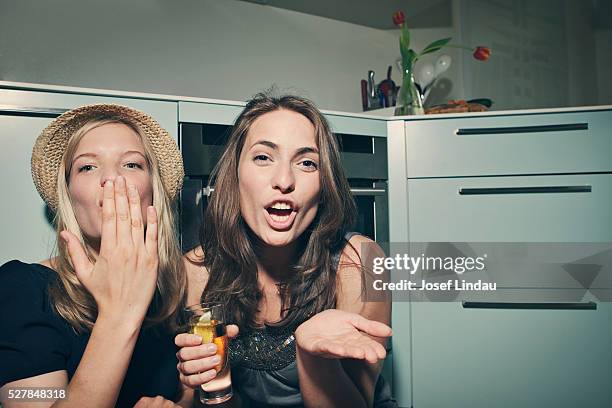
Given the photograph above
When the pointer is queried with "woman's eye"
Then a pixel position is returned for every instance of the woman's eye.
(261, 158)
(309, 164)
(86, 167)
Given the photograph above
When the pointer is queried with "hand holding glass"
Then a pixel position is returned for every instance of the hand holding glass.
(207, 320)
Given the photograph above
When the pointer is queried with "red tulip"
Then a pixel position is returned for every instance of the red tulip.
(399, 18)
(482, 53)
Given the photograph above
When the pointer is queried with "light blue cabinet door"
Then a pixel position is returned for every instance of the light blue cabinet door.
(511, 358)
(543, 143)
(492, 211)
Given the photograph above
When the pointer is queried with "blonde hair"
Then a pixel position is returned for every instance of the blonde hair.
(69, 297)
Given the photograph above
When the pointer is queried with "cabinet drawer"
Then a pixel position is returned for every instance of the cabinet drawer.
(545, 143)
(510, 358)
(572, 208)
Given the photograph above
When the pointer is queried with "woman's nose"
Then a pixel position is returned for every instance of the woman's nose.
(284, 179)
(106, 176)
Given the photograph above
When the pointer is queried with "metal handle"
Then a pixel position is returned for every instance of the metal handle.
(523, 129)
(368, 191)
(356, 191)
(530, 306)
(16, 110)
(524, 190)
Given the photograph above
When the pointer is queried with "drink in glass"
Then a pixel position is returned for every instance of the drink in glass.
(207, 320)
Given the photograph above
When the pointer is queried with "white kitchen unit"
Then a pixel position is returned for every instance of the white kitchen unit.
(524, 176)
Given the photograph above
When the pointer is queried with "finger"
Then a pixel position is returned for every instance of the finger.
(76, 252)
(136, 216)
(187, 340)
(124, 231)
(198, 366)
(151, 235)
(193, 353)
(356, 352)
(232, 330)
(371, 327)
(370, 354)
(195, 380)
(143, 402)
(380, 350)
(334, 350)
(109, 225)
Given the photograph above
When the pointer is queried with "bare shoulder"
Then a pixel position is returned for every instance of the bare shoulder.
(354, 275)
(358, 248)
(197, 274)
(49, 263)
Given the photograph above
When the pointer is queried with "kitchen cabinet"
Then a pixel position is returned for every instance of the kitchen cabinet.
(533, 176)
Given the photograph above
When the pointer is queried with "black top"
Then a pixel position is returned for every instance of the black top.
(35, 340)
(264, 367)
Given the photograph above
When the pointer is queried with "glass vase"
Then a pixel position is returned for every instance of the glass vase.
(409, 101)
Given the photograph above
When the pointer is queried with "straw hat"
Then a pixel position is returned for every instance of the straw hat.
(51, 144)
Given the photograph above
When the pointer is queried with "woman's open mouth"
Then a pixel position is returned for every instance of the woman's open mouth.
(280, 215)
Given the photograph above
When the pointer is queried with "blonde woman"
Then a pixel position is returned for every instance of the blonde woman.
(97, 320)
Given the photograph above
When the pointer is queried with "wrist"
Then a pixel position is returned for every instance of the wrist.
(118, 324)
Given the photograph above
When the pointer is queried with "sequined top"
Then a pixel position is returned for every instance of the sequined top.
(264, 367)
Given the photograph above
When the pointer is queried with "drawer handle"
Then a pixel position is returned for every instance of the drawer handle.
(523, 129)
(524, 190)
(531, 306)
(14, 110)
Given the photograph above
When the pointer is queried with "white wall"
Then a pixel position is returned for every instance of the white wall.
(603, 44)
(209, 48)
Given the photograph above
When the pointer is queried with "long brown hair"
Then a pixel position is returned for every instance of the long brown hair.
(228, 250)
(69, 298)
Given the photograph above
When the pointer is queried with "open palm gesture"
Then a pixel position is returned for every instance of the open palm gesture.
(335, 333)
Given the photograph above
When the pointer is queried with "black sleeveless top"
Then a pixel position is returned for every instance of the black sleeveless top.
(35, 340)
(264, 367)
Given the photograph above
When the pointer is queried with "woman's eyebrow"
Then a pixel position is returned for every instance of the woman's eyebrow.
(84, 155)
(304, 150)
(133, 152)
(266, 143)
(298, 152)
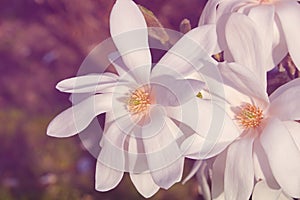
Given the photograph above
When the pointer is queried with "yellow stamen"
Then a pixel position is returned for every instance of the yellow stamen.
(199, 95)
(249, 116)
(139, 101)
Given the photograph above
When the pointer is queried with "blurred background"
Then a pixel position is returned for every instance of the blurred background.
(41, 43)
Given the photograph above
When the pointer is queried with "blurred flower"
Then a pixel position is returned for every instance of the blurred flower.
(277, 21)
(48, 179)
(269, 144)
(147, 110)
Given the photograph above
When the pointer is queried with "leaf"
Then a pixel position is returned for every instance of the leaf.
(158, 32)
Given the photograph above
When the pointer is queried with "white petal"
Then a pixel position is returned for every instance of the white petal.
(209, 15)
(217, 180)
(280, 49)
(106, 177)
(193, 171)
(91, 83)
(189, 53)
(130, 35)
(168, 176)
(170, 91)
(262, 191)
(262, 15)
(203, 178)
(285, 102)
(144, 184)
(244, 81)
(222, 131)
(239, 173)
(78, 117)
(289, 13)
(164, 157)
(283, 156)
(262, 167)
(246, 45)
(294, 129)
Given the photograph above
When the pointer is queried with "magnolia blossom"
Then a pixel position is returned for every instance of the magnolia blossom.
(267, 152)
(277, 21)
(149, 112)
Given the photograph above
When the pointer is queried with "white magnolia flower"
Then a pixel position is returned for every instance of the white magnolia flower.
(149, 112)
(268, 148)
(277, 21)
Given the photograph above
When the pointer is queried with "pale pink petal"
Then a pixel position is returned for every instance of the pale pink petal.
(244, 81)
(189, 53)
(294, 129)
(217, 180)
(289, 13)
(209, 13)
(123, 71)
(169, 175)
(283, 156)
(285, 101)
(91, 83)
(262, 167)
(263, 15)
(246, 45)
(193, 171)
(169, 91)
(144, 184)
(106, 177)
(262, 191)
(209, 142)
(203, 180)
(78, 117)
(129, 32)
(280, 49)
(164, 157)
(239, 172)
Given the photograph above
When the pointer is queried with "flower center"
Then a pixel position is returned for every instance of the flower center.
(139, 101)
(249, 116)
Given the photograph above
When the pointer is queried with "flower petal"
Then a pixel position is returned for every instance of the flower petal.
(244, 81)
(170, 91)
(106, 177)
(214, 134)
(189, 53)
(288, 13)
(168, 176)
(262, 15)
(128, 29)
(193, 171)
(285, 101)
(246, 45)
(294, 129)
(78, 117)
(164, 157)
(262, 191)
(217, 180)
(262, 167)
(123, 71)
(239, 173)
(91, 83)
(203, 178)
(283, 156)
(144, 184)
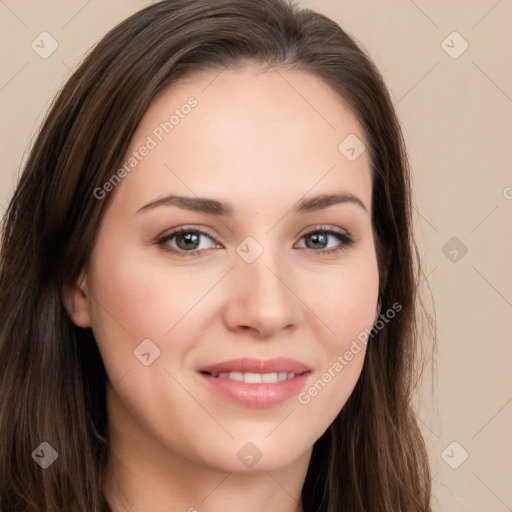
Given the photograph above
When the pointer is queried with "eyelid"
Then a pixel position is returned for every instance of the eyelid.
(329, 229)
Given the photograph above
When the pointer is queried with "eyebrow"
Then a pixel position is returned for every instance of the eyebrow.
(216, 207)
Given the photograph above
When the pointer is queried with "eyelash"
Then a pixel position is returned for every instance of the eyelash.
(344, 238)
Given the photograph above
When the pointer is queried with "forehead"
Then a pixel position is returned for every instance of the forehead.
(281, 132)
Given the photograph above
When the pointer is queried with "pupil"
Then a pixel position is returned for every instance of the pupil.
(190, 239)
(318, 238)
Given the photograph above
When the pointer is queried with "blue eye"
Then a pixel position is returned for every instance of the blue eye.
(188, 241)
(320, 237)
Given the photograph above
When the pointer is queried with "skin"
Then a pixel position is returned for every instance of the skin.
(260, 141)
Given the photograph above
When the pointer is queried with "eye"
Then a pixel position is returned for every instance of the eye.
(318, 240)
(188, 241)
(185, 241)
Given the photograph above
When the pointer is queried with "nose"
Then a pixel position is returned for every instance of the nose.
(261, 297)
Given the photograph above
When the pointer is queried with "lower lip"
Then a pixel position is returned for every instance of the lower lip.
(257, 395)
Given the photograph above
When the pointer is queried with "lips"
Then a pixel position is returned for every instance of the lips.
(249, 365)
(255, 382)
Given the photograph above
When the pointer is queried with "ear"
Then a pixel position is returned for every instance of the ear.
(76, 301)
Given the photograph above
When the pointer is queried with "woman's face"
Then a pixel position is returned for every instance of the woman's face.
(197, 330)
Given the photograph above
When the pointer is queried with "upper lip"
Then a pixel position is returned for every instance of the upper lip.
(249, 365)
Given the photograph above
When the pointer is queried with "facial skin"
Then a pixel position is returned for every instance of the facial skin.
(260, 141)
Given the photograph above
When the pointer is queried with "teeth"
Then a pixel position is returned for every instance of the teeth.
(255, 378)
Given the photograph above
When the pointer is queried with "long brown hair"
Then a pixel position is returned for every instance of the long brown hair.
(52, 379)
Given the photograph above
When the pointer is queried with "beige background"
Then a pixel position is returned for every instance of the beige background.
(456, 115)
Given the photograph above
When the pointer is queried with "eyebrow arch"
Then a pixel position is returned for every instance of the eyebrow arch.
(215, 207)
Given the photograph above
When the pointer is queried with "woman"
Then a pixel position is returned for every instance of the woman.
(208, 287)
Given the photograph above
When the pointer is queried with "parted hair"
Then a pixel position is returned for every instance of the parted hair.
(372, 458)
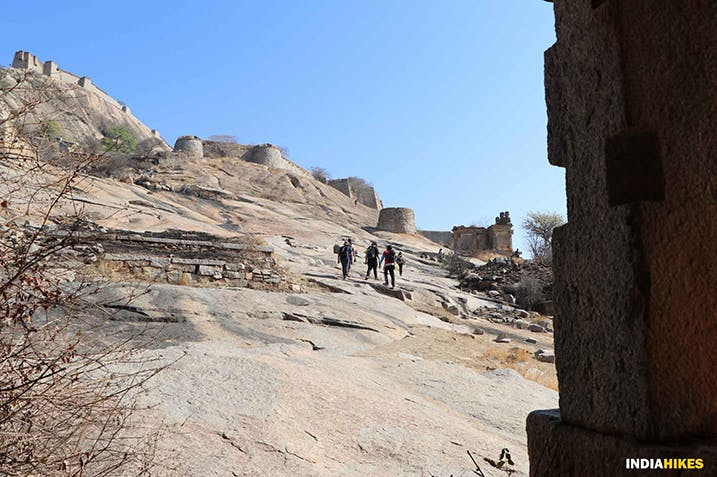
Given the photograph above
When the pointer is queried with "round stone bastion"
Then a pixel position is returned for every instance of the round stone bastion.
(190, 146)
(398, 220)
(268, 155)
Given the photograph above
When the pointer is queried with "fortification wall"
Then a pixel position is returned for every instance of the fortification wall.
(27, 61)
(271, 156)
(397, 220)
(362, 193)
(343, 186)
(438, 236)
(186, 258)
(498, 237)
(189, 145)
(469, 240)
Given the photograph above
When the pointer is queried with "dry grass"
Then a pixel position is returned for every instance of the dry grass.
(437, 311)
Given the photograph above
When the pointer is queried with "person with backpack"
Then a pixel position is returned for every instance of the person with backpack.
(345, 254)
(390, 256)
(400, 261)
(372, 260)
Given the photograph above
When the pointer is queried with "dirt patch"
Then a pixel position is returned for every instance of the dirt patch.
(479, 352)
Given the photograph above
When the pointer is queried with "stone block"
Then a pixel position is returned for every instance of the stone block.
(173, 276)
(234, 267)
(159, 262)
(207, 270)
(634, 168)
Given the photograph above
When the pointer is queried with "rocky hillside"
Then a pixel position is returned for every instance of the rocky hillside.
(282, 367)
(79, 116)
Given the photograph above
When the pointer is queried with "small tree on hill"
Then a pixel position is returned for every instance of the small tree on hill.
(119, 139)
(321, 174)
(539, 227)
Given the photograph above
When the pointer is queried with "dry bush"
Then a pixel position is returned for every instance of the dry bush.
(67, 389)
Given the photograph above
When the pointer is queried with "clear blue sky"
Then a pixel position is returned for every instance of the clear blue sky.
(439, 104)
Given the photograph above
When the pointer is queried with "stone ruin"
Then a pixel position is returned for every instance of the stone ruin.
(26, 61)
(362, 193)
(184, 258)
(631, 90)
(472, 240)
(190, 146)
(397, 220)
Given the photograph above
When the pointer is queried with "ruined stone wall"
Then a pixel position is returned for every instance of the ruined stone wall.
(186, 258)
(472, 240)
(190, 145)
(343, 186)
(443, 238)
(469, 240)
(271, 156)
(500, 237)
(99, 99)
(362, 193)
(398, 220)
(631, 90)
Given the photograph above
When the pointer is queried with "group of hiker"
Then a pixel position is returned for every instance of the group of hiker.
(373, 259)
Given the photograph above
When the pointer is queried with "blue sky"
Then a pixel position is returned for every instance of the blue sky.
(439, 104)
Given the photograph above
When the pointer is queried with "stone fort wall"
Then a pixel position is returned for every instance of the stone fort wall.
(397, 220)
(471, 240)
(25, 60)
(363, 194)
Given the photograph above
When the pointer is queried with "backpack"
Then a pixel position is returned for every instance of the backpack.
(345, 252)
(371, 252)
(390, 257)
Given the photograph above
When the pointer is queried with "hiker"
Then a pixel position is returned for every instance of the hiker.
(390, 256)
(353, 254)
(400, 261)
(345, 254)
(372, 260)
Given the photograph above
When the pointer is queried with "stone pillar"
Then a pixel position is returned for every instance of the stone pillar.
(189, 145)
(631, 90)
(398, 220)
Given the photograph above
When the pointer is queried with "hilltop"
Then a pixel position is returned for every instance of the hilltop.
(283, 367)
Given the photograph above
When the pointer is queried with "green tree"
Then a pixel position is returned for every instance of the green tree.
(51, 129)
(120, 139)
(321, 174)
(539, 226)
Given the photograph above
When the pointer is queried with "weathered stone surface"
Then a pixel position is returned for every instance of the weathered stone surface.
(207, 270)
(522, 324)
(398, 220)
(190, 146)
(560, 449)
(297, 300)
(634, 319)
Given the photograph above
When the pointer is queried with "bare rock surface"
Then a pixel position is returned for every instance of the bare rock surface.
(335, 377)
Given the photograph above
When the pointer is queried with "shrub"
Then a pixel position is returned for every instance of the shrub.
(539, 227)
(119, 139)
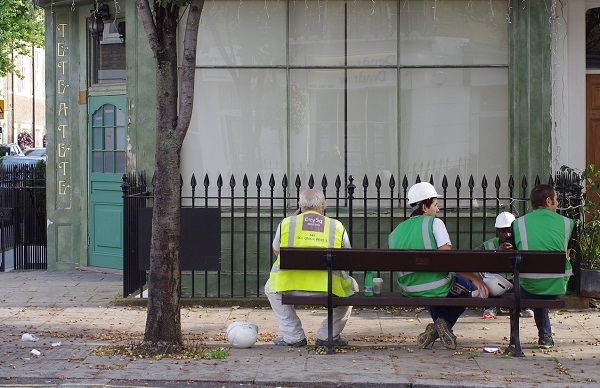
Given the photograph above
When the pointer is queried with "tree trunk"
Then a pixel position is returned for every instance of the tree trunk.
(163, 322)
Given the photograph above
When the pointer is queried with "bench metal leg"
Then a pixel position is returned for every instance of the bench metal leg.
(515, 341)
(329, 263)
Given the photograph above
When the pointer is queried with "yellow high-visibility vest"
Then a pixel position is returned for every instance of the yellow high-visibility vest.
(309, 230)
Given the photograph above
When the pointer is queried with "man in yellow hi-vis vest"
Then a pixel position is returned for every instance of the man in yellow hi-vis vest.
(308, 227)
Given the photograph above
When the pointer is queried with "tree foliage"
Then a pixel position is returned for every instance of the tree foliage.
(21, 26)
(174, 104)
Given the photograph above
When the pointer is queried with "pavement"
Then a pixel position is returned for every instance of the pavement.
(77, 314)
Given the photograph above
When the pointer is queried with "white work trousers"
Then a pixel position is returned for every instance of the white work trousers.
(290, 325)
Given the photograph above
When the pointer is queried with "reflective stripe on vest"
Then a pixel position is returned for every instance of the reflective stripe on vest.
(310, 230)
(417, 233)
(490, 245)
(544, 283)
(523, 232)
(427, 240)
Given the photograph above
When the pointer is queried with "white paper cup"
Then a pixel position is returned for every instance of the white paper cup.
(377, 285)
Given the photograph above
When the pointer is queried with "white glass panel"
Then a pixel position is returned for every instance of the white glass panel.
(372, 33)
(454, 122)
(238, 125)
(317, 124)
(372, 125)
(242, 33)
(473, 32)
(317, 33)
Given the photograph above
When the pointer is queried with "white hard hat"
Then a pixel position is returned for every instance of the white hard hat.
(497, 284)
(420, 192)
(242, 334)
(504, 220)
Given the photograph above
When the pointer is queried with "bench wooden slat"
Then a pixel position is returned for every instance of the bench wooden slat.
(354, 259)
(396, 299)
(359, 259)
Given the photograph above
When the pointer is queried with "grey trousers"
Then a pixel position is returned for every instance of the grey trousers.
(290, 325)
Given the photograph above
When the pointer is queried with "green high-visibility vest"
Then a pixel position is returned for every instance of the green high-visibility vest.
(417, 233)
(544, 230)
(492, 244)
(309, 230)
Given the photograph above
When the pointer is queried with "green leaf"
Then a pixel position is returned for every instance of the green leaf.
(21, 28)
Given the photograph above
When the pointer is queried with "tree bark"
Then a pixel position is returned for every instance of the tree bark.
(163, 321)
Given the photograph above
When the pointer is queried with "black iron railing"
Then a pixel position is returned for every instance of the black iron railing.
(250, 214)
(23, 217)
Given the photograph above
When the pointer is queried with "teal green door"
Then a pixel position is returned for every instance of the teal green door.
(106, 150)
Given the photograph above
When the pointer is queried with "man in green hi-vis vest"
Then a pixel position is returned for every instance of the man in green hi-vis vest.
(544, 230)
(308, 228)
(424, 231)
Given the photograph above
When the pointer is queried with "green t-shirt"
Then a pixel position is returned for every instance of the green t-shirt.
(417, 233)
(544, 230)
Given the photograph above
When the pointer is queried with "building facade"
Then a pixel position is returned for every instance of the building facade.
(24, 99)
(388, 88)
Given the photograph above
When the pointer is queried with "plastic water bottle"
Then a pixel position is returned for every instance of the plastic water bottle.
(368, 283)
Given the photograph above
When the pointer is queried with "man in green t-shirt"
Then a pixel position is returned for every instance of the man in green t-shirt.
(544, 230)
(501, 242)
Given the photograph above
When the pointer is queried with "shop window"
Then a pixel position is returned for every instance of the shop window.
(108, 58)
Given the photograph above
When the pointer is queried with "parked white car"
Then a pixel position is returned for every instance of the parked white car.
(11, 149)
(36, 152)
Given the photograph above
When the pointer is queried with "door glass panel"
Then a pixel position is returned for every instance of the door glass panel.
(109, 115)
(97, 141)
(97, 163)
(97, 119)
(108, 134)
(109, 163)
(120, 162)
(120, 138)
(109, 141)
(120, 117)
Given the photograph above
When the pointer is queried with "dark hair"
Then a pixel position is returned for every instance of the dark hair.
(539, 194)
(419, 211)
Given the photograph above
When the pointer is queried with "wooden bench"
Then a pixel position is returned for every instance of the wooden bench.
(360, 259)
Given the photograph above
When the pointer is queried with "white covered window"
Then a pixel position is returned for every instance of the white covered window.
(351, 88)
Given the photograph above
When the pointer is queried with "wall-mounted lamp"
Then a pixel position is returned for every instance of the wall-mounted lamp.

Description of the task:
Determine how many lines contain the string "mounted" in the listing, and state that number by itself.

Result below:
2